- What the task asks
Copy the entries word for word, starting at the very first line and ending at the line that contains "scope: an instance".

- Dataset extract
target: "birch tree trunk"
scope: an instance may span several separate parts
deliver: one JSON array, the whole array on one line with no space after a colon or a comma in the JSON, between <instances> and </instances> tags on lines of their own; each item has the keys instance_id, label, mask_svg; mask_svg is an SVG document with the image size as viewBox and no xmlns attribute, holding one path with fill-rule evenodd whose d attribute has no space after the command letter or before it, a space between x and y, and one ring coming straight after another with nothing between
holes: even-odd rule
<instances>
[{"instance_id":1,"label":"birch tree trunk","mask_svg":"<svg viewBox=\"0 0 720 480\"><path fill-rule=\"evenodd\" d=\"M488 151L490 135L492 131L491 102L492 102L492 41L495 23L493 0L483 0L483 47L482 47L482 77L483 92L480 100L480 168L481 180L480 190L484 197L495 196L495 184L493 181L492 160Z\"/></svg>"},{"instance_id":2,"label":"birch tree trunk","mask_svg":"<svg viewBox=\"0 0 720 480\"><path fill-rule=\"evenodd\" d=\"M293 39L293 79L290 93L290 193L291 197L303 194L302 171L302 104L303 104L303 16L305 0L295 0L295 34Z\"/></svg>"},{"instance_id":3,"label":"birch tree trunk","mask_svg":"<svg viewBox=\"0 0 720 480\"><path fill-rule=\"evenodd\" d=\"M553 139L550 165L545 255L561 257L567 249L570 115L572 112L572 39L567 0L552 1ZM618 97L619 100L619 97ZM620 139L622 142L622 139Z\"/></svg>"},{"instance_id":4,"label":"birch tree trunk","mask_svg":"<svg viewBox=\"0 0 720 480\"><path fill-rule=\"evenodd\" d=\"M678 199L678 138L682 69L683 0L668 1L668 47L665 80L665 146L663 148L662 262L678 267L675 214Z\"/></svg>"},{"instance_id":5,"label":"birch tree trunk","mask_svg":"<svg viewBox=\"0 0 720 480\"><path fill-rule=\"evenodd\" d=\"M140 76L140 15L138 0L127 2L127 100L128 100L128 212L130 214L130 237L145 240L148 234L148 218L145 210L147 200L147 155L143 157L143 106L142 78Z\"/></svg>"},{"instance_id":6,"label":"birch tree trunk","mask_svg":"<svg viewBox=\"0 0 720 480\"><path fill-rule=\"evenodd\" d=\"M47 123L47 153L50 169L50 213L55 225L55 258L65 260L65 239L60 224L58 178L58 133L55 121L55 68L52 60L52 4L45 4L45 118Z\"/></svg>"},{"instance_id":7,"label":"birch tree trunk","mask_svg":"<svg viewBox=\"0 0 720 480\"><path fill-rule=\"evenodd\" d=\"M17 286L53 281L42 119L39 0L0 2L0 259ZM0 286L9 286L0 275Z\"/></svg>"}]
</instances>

- Result
target: "birch tree trunk"
scope: an instance may span several separate parts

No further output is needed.